TASK DESCRIPTION
Reproduce all of the data below, substituting "point" for every occurrence of "marker" and keeping everything else unchanged. Omit the pictures from your answer.

RECORDS FOR THE EXERCISE
+===+
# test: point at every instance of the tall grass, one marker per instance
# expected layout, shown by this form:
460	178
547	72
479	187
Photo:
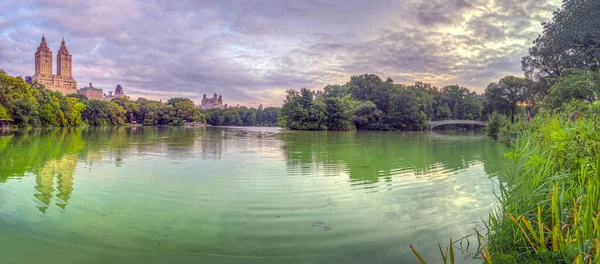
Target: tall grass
550	194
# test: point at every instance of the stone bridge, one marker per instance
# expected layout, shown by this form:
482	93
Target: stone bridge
433	124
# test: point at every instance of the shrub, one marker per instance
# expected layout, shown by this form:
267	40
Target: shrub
495	122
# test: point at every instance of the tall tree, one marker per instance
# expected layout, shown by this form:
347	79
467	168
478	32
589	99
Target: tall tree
507	93
570	41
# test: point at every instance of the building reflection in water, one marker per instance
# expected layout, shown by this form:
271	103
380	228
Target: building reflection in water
63	170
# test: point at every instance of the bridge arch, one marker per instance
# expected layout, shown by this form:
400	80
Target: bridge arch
433	124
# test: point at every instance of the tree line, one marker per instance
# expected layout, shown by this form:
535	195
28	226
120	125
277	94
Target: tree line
35	106
367	102
563	65
242	116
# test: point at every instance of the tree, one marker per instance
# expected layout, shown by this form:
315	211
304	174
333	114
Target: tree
4	113
504	96
339	113
116	114
184	108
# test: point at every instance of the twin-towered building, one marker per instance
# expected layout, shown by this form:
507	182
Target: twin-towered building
63	81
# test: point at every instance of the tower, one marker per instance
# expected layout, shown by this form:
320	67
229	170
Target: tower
43	59
63	60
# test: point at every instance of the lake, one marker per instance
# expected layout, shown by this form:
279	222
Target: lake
241	195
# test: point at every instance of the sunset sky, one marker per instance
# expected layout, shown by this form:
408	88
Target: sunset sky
252	51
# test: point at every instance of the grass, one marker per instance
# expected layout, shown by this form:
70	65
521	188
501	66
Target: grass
+===+
SOLUTION TO THIS PROBLEM
# test: point at every instance of the tall grass, one point per instance
# expected layout, shown by this form:
460	178
547	72
479	187
Photo:
Target: tall grass
550	194
# test: point at every instance of the stone bridge, one point per instance
# expected layout, shown by this form:
482	93
Target: stone bridge
433	124
# test: point at every instance of the shrub, one point per instance
# expected layout, shown by this form:
267	40
Target: shrub
495	122
# test: point at every instance of the tall tree, one point per instance
# expected layout, shown by this form:
347	79
467	168
478	32
589	99
Target: tall tree
507	93
570	41
# test: point at every instance of the building reflection in water, one point per instance
# expected layout, shown by this form:
271	103
380	228
Target: building reflection in water
63	170
# test: point at every instance of the bridge arch, one point per instance
# expected layout, shown by this form:
400	80
Target: bridge arch
433	124
# test: point at every instance of the tree line, one point per instance
# expected layout, shown by this form:
535	195
28	226
120	125
277	94
Target: tree line
35	106
367	102
563	65
242	116
# test: point at every instance of the tree, one point per instance
# expected layout, shown by this form:
315	211
304	174
333	114
Target: tree
4	113
504	96
339	113
116	114
184	108
# test: point at every instance of the twin-towered building, one point per instance
# expected layout, shown by this form:
507	182
Target: twin-towered building
63	81
# test: point at every instance of the tower, one point per instance
# expected layout, shown by this form:
320	67
229	170
Target: tower
43	59
63	60
# test: point at every instance of the lake, one point per instance
# expected layout, shown by this form:
279	222
Target: lake
241	195
# test: point at every instance of the sunset sky, one point per instance
# expected layout, shown by this form:
408	88
Target: sunset sky
252	51
# test: point at every instance of the grass, one point per instance
# expected layout, shown by this form:
70	65
521	188
501	66
Target: grass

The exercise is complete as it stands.